Exercise description: Look through the entries. Copy each line that has the word "window".

◆ ◆ ◆ ◆

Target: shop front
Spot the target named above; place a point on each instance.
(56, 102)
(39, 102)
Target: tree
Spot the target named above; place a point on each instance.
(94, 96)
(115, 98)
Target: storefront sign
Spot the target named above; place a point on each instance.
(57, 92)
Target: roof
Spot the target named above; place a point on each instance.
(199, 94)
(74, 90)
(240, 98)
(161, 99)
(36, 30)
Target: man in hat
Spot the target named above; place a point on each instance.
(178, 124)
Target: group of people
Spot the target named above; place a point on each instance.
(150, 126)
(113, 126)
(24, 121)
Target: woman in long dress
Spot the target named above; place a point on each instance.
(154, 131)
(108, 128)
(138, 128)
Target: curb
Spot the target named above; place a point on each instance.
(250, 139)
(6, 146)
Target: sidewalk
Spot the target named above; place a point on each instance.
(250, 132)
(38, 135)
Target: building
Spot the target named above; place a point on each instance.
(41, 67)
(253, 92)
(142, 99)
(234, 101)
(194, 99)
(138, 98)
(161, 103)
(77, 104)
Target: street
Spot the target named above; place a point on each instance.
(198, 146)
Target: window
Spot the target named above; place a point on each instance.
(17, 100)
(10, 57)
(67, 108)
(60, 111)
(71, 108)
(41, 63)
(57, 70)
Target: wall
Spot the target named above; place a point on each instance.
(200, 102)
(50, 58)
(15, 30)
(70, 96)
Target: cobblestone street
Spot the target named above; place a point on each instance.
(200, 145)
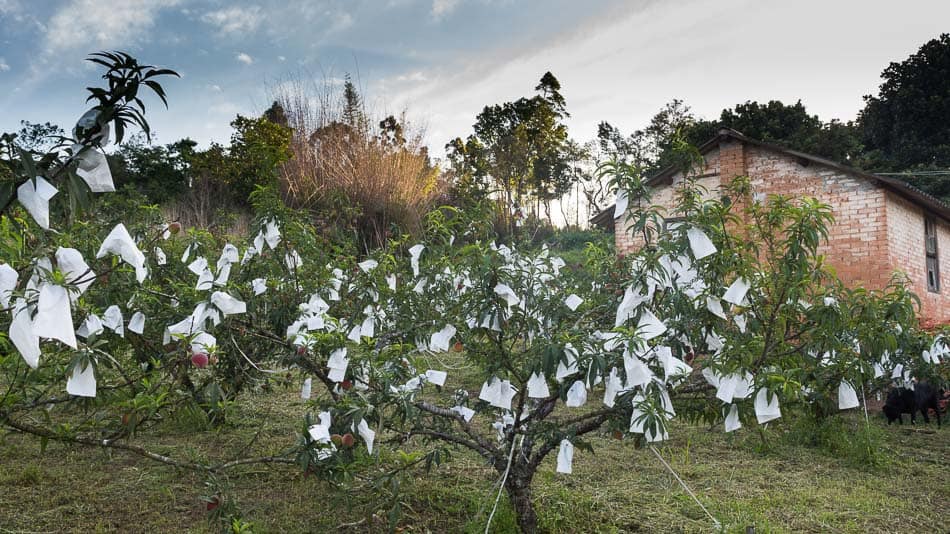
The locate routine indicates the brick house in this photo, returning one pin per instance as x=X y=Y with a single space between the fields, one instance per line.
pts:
x=882 y=225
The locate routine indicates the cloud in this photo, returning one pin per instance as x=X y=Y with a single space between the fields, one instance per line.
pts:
x=9 y=6
x=234 y=19
x=83 y=24
x=442 y=8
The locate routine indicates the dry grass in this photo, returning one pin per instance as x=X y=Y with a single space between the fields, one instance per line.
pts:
x=350 y=168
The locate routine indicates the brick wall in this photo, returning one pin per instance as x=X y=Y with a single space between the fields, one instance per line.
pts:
x=905 y=222
x=875 y=232
x=857 y=241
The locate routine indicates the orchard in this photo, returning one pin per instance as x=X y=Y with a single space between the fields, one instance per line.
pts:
x=114 y=319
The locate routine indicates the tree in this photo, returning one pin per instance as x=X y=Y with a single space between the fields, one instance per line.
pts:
x=792 y=127
x=160 y=173
x=542 y=336
x=905 y=126
x=259 y=146
x=519 y=148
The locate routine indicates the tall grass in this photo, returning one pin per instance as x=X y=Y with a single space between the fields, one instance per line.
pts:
x=350 y=168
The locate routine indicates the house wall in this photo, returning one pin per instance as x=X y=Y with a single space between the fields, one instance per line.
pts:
x=857 y=240
x=905 y=224
x=875 y=231
x=664 y=197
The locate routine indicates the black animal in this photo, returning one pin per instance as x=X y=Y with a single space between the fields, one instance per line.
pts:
x=902 y=400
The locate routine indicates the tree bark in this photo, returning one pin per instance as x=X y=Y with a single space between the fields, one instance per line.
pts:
x=518 y=487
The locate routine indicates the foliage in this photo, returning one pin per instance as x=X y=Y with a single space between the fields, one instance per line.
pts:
x=904 y=126
x=654 y=331
x=159 y=172
x=518 y=149
x=789 y=126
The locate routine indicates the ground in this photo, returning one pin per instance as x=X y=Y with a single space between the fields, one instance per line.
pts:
x=783 y=484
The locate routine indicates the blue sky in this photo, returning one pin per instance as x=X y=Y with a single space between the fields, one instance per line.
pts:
x=443 y=60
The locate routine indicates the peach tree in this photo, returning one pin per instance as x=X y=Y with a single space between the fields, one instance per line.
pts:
x=122 y=319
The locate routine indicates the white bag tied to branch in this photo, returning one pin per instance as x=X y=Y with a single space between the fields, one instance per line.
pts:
x=439 y=341
x=577 y=395
x=732 y=419
x=736 y=292
x=113 y=320
x=700 y=243
x=22 y=336
x=228 y=304
x=565 y=457
x=94 y=169
x=620 y=203
x=538 y=386
x=120 y=243
x=766 y=406
x=54 y=318
x=414 y=253
x=82 y=383
x=77 y=271
x=137 y=323
x=35 y=198
x=847 y=396
x=8 y=280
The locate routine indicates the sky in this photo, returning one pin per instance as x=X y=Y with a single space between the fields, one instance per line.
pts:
x=442 y=61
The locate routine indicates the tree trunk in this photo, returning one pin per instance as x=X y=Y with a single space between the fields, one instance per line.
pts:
x=519 y=492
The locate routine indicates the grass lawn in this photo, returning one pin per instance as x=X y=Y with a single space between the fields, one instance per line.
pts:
x=784 y=486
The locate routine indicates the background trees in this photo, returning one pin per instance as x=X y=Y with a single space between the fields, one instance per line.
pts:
x=519 y=148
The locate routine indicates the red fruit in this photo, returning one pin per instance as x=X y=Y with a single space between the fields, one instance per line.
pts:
x=199 y=360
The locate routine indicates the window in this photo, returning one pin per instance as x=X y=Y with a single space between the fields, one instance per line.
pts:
x=933 y=264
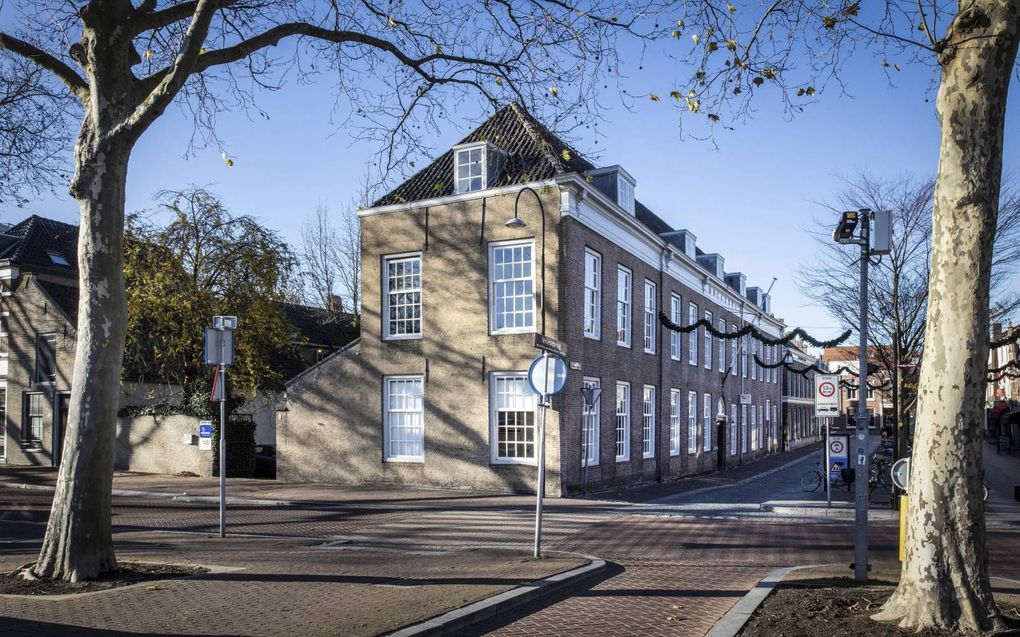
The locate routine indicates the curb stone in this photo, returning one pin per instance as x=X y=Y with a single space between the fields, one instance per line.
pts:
x=455 y=621
x=734 y=620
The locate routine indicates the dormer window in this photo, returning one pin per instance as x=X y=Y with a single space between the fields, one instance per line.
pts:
x=470 y=173
x=475 y=166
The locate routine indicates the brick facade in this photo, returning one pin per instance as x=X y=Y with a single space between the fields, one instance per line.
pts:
x=335 y=425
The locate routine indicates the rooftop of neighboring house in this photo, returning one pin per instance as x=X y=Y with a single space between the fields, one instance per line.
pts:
x=38 y=243
x=532 y=153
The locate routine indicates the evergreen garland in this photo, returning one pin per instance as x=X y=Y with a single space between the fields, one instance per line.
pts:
x=754 y=332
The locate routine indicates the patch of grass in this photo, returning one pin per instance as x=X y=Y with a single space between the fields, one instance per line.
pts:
x=129 y=573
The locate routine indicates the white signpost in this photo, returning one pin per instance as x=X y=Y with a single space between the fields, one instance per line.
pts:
x=547 y=375
x=826 y=395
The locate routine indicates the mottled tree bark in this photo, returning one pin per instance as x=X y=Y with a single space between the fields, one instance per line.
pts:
x=945 y=578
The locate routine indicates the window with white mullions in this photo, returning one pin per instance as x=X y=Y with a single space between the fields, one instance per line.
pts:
x=591 y=417
x=692 y=422
x=623 y=288
x=693 y=335
x=648 y=422
x=675 y=416
x=513 y=407
x=512 y=280
x=650 y=320
x=404 y=409
x=708 y=340
x=593 y=295
x=708 y=422
x=722 y=347
x=622 y=422
x=733 y=343
x=32 y=435
x=470 y=169
x=675 y=315
x=402 y=297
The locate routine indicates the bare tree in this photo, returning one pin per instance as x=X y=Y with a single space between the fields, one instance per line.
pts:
x=898 y=287
x=794 y=49
x=397 y=66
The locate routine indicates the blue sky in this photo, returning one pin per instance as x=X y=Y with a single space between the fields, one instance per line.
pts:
x=749 y=195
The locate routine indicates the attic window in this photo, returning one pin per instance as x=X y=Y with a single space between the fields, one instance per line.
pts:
x=470 y=169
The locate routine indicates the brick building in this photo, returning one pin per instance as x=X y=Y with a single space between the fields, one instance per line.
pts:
x=800 y=427
x=508 y=234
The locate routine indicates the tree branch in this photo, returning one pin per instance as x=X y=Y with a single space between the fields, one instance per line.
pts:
x=170 y=83
x=33 y=53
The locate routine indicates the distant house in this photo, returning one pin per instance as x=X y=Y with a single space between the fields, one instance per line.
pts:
x=39 y=297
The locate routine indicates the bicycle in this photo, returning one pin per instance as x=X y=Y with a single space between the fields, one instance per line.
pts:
x=813 y=478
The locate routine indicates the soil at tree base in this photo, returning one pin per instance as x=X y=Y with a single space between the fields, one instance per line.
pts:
x=129 y=573
x=844 y=609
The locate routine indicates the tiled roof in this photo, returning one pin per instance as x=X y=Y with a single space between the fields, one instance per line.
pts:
x=31 y=242
x=64 y=296
x=533 y=153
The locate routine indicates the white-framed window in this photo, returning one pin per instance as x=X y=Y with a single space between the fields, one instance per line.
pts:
x=591 y=419
x=732 y=429
x=32 y=434
x=693 y=336
x=708 y=340
x=754 y=428
x=675 y=315
x=650 y=318
x=708 y=417
x=744 y=428
x=470 y=167
x=623 y=289
x=648 y=422
x=722 y=347
x=404 y=427
x=402 y=297
x=692 y=422
x=512 y=409
x=593 y=294
x=511 y=276
x=733 y=344
x=675 y=414
x=622 y=421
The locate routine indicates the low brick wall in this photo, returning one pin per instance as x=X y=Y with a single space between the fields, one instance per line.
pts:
x=161 y=444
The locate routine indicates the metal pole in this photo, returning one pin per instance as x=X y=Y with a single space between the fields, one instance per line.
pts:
x=861 y=472
x=222 y=450
x=540 y=491
x=828 y=478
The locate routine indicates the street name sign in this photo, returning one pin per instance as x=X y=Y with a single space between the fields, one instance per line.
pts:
x=826 y=395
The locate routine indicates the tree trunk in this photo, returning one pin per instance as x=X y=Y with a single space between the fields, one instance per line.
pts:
x=945 y=578
x=79 y=542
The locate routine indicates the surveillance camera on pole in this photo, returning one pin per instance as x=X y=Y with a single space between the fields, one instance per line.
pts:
x=855 y=227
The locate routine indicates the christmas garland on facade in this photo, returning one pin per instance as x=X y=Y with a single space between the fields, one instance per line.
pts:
x=755 y=333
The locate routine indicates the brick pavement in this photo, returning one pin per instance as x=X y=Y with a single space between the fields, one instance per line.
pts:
x=279 y=586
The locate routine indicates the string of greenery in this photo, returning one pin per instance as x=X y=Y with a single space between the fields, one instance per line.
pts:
x=755 y=333
x=843 y=369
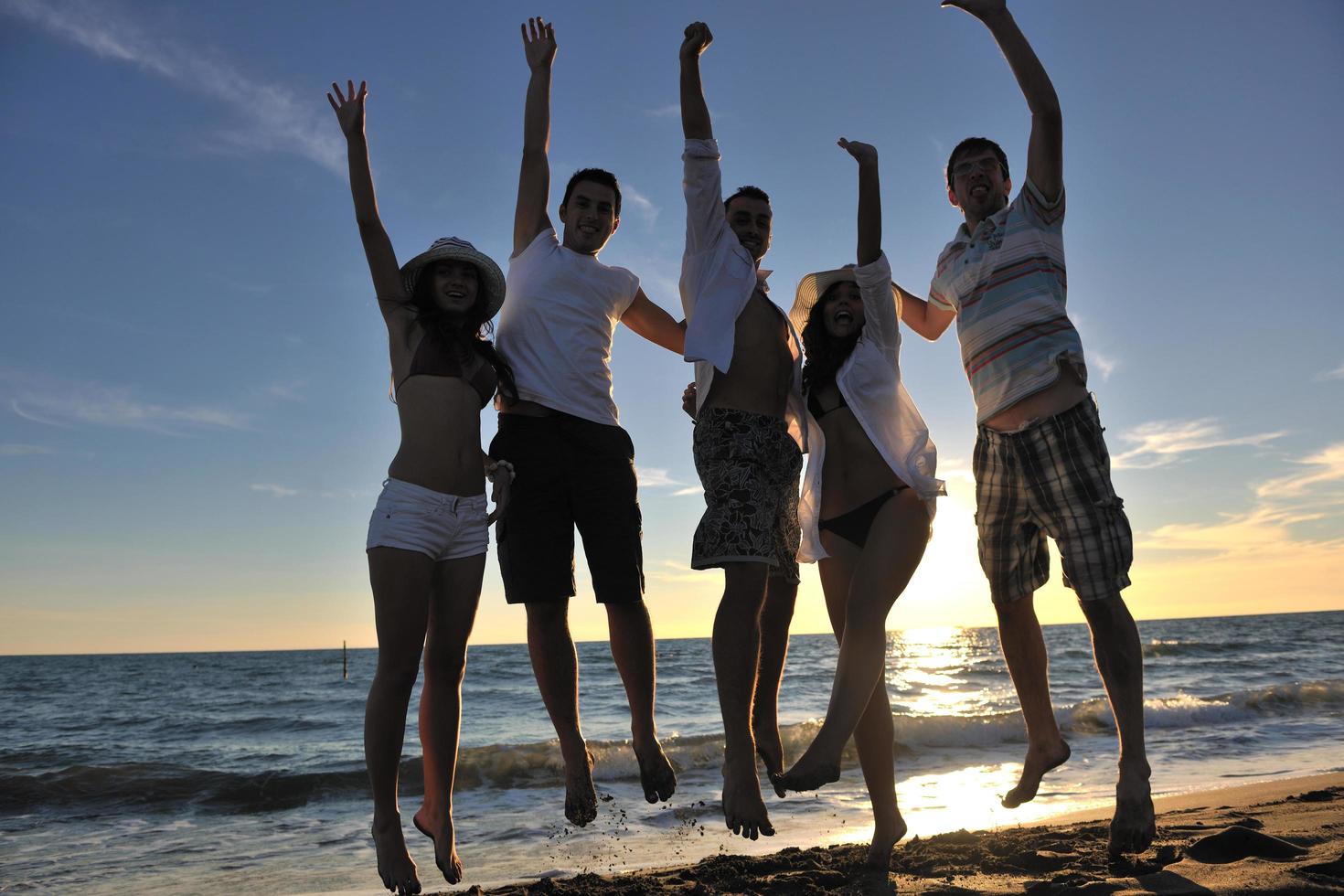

◆ ◆ ◆ ◆

Response box:
Target: window
The locate routine indicates the window in this photo, returning one pin per instance as x=X y=Y with a single space between the fields, one instance per line.
The locate routine indicates the dormer window in this photo, returning one pin per instance as x=X y=Y with a single space between the fields, one instance per line.
The locate routine indicates the window with white mullions in this photo, returning one pin per instance as x=X y=Y with a single space between the fields, one instance per line.
The locate routine indicates the attic window in this photo, returning one pin per instance as x=X y=Y with a single space between the fields, one instance per line.
The locate routine indicates the white-framed window in this photo, returning one pin per instance as x=X y=Y with a single space between the fields, one instance per line.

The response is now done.